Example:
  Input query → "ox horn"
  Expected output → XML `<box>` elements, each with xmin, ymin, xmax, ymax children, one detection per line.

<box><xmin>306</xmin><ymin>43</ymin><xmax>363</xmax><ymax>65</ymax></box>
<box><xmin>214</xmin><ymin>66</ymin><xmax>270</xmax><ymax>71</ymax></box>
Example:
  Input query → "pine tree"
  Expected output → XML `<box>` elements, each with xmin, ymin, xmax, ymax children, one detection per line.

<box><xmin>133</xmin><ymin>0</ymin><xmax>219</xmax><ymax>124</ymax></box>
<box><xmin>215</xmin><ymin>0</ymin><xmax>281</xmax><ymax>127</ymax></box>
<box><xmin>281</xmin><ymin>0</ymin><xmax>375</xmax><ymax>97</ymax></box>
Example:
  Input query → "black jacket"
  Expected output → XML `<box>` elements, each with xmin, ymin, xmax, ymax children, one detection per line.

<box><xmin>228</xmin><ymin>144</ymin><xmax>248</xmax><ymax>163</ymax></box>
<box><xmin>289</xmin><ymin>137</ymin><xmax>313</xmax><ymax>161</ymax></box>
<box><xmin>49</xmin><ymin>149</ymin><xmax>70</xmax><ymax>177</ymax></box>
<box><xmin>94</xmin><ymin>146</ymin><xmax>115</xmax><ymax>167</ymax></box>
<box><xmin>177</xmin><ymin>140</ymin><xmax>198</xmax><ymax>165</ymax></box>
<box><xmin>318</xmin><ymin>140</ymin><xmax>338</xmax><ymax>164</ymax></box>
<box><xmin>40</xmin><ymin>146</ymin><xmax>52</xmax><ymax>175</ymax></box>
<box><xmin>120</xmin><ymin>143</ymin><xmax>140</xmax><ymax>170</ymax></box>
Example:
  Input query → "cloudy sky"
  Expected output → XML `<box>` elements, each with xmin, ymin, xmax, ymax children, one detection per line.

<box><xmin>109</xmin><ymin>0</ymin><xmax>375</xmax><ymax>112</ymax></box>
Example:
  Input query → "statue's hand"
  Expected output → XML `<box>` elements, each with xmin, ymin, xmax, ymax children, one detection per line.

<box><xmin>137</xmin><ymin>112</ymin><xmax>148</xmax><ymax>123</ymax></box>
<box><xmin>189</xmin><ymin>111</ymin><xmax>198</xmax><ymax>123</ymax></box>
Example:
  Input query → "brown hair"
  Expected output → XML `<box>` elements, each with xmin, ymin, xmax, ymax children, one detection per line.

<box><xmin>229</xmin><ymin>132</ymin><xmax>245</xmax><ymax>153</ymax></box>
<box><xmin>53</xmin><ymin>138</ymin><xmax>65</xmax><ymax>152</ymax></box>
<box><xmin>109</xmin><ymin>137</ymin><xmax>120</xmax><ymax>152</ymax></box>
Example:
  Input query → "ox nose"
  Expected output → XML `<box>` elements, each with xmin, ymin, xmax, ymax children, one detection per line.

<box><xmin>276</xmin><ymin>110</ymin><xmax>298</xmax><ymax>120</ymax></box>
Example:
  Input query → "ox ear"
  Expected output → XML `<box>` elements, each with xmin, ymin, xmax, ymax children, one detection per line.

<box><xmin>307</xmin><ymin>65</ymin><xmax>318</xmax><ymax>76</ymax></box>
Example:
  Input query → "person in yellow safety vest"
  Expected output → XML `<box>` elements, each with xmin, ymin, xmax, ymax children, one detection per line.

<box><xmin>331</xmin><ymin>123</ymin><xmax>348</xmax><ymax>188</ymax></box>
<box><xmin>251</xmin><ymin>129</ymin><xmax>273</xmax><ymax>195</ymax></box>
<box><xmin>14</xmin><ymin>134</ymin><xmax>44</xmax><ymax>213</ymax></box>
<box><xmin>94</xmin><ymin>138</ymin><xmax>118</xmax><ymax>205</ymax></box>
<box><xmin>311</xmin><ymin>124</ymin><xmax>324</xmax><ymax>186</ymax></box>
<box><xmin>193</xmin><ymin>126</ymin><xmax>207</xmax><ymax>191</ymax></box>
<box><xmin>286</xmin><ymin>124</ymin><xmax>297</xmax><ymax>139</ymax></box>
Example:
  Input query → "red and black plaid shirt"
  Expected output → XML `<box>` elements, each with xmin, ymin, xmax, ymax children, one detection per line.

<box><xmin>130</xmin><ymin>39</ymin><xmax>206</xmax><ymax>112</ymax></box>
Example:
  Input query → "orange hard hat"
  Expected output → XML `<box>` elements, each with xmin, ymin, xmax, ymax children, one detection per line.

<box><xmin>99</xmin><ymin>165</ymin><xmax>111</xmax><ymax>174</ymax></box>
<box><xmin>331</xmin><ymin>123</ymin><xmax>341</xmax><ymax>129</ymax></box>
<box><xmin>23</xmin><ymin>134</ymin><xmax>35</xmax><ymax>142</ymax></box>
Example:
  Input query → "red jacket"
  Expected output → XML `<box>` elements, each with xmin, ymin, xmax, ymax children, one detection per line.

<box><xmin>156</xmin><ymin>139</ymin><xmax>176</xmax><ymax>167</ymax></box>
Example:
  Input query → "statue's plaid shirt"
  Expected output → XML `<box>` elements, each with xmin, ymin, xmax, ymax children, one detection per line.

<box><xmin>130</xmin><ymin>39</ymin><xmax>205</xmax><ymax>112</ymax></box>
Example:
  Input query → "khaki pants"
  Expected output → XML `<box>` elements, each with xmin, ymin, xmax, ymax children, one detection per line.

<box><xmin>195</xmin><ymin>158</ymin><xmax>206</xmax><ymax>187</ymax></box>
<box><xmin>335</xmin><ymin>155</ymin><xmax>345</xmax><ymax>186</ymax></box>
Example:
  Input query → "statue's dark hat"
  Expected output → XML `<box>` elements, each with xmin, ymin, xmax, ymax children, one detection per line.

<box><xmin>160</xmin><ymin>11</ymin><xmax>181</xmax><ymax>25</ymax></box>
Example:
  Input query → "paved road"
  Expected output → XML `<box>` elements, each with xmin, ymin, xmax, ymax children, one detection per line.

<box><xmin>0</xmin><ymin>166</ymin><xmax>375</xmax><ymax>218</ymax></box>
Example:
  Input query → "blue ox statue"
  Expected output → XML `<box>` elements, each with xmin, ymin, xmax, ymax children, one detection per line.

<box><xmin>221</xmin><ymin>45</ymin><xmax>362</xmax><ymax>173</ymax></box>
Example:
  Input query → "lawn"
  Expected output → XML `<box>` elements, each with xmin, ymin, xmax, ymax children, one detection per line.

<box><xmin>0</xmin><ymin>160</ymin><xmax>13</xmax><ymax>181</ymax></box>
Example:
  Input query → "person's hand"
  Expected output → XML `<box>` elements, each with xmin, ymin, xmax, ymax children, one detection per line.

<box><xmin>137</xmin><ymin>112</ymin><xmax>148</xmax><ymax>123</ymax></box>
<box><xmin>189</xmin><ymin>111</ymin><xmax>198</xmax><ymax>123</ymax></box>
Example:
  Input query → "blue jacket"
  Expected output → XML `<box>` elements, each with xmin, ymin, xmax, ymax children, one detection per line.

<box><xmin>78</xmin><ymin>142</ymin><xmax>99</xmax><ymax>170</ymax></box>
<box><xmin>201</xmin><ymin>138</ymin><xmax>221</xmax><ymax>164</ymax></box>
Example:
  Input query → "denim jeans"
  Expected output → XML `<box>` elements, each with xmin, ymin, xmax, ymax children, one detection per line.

──────────────────────────────

Short problem ->
Count the lines in the listing above that contain the string "plaid" and give only that number.

Complete output ->
2